▶ Request:
From the entries below, pull out every line that contains the string "Query" and copy each one.

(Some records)

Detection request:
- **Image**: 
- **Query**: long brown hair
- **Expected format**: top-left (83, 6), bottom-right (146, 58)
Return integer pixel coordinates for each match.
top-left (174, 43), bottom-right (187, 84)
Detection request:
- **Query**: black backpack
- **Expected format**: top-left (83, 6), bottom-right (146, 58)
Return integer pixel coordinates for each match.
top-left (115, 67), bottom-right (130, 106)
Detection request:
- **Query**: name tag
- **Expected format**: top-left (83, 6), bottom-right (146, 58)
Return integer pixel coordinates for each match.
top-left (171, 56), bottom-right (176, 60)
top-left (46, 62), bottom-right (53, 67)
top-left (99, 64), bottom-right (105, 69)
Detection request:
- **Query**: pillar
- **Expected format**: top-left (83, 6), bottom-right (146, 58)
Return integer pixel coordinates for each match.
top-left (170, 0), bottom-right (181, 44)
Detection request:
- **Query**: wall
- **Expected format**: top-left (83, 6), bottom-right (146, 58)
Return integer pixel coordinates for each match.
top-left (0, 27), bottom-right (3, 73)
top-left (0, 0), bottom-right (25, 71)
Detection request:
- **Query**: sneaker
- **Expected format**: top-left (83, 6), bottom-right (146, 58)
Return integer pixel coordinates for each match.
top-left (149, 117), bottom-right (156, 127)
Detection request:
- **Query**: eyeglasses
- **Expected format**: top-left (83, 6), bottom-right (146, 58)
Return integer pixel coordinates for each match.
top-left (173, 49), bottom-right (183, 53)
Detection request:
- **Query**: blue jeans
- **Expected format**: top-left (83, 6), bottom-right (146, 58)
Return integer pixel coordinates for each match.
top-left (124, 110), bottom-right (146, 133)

▶ Output:
- **Query**: long brown hair
- **Query**: black backpack
- **Query**: name tag
- **Query**: pillar
- **Query**: wall
- **Query**: sneaker
- **Query**: eyeglasses
- **Query**: blue jeans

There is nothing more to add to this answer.